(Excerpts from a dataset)

_ _ _ _ _

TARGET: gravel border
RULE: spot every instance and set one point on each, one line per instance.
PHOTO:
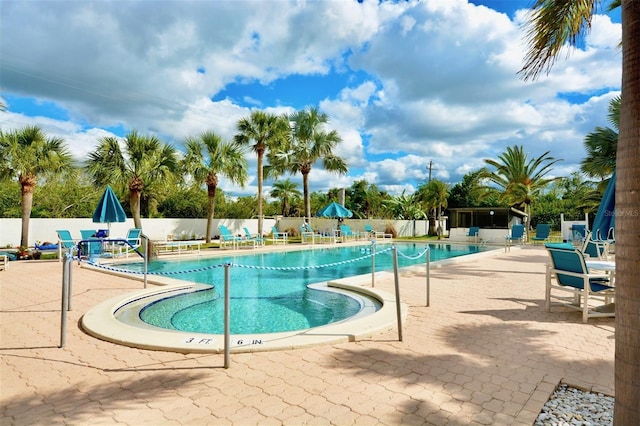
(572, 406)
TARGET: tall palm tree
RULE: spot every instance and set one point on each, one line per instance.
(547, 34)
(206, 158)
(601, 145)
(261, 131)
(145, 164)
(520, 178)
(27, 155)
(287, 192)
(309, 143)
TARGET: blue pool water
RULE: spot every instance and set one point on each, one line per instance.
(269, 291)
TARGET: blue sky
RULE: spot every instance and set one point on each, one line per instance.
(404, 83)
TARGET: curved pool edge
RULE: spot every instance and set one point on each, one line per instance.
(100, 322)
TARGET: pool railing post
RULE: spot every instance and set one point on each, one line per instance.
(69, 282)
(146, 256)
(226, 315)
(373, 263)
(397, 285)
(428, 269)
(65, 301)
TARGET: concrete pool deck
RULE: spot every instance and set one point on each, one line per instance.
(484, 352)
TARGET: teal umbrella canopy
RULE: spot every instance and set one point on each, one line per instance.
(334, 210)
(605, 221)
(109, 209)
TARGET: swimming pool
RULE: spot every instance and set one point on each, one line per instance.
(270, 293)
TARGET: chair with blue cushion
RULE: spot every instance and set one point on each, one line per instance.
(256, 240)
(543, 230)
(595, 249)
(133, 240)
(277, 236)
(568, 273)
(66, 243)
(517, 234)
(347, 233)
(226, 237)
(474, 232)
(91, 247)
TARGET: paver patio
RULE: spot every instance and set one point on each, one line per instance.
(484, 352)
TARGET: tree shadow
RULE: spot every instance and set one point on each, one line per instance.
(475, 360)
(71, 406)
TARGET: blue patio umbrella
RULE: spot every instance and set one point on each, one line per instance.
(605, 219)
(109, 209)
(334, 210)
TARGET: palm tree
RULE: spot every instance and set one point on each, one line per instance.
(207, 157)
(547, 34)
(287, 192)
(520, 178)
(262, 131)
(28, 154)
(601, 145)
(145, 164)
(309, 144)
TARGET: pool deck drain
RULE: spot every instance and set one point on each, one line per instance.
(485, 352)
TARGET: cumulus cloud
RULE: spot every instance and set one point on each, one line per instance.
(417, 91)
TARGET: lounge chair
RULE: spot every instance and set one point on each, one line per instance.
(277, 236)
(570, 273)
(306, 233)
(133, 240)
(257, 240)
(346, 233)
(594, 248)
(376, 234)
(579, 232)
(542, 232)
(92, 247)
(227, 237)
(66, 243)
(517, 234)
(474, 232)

_ _ _ _ _

_Exercise_.
Skipping any images, write out all the data exactly.

_Task answer_.
TARGET: gravel border
RULE: spot every instance and set one point on each, one line per instance.
PHOTO:
(572, 406)
TARGET: tall palm tree
RULE: spot every instance and set one point on each, one line per instance.
(547, 34)
(206, 158)
(601, 145)
(261, 131)
(145, 164)
(520, 178)
(27, 155)
(287, 192)
(309, 143)
TARGET: blue pool water
RULE: spot every instance and set one point on each, one line per instance.
(269, 291)
TARGET: blue sky
RULE: spot every instance and set one point on each, one line per instance.
(404, 83)
TARGET: curved pool edge
RULE: spot every instance and set one point on each, one line per instance.
(100, 322)
TARGET: pool railing post
RULE: spot every instance and set one point on each, one line per instance.
(69, 282)
(146, 256)
(226, 315)
(373, 263)
(397, 285)
(428, 269)
(65, 301)
TARGET: concrete pool deck
RULE: spot every instance and set one point on each, one line per instance.
(484, 352)
TARGET: teal umbrella canopy
RULE: spot every instance and set one point on each, one line per instance.
(334, 210)
(605, 221)
(109, 209)
TARGET: swimming pool
RULE: spot every instance and set one point on each, one line per instance.
(270, 293)
TARGET: chair with blue cushion
RULE: spot every instance and set one point on each, one line per instance.
(256, 240)
(543, 230)
(595, 249)
(133, 240)
(277, 236)
(568, 273)
(66, 243)
(517, 234)
(347, 233)
(226, 237)
(474, 232)
(91, 247)
TARGET: paver patio
RULE: spot every instance and set one point on each, one line per instance.
(484, 352)
TARGET: tree shadow
RULE: spot every instance and set one point on each, one line per instance.
(475, 360)
(71, 406)
TARGET: blue patio umbrella
RULE: spot every instance and set one point on each, one line per instance.
(605, 219)
(109, 209)
(334, 210)
TARGET: palm tree
RULE: spot every instance and set one point on each, one line per instance.
(207, 157)
(547, 34)
(287, 192)
(520, 178)
(262, 131)
(28, 154)
(601, 145)
(145, 164)
(309, 144)
TARGET: pool deck drain
RULE: spot every instance and set one point on each, one line per instance.
(485, 352)
TARGET: cumulus cloud
RULE: spot every instance and set one point on each, one line per instance.
(417, 91)
TARGET: lounge chair
RULE: spot every instance and set one point on each, one line per instance.
(277, 236)
(570, 273)
(306, 233)
(133, 240)
(257, 240)
(346, 233)
(594, 248)
(376, 234)
(579, 232)
(542, 232)
(92, 247)
(227, 237)
(66, 243)
(517, 234)
(474, 232)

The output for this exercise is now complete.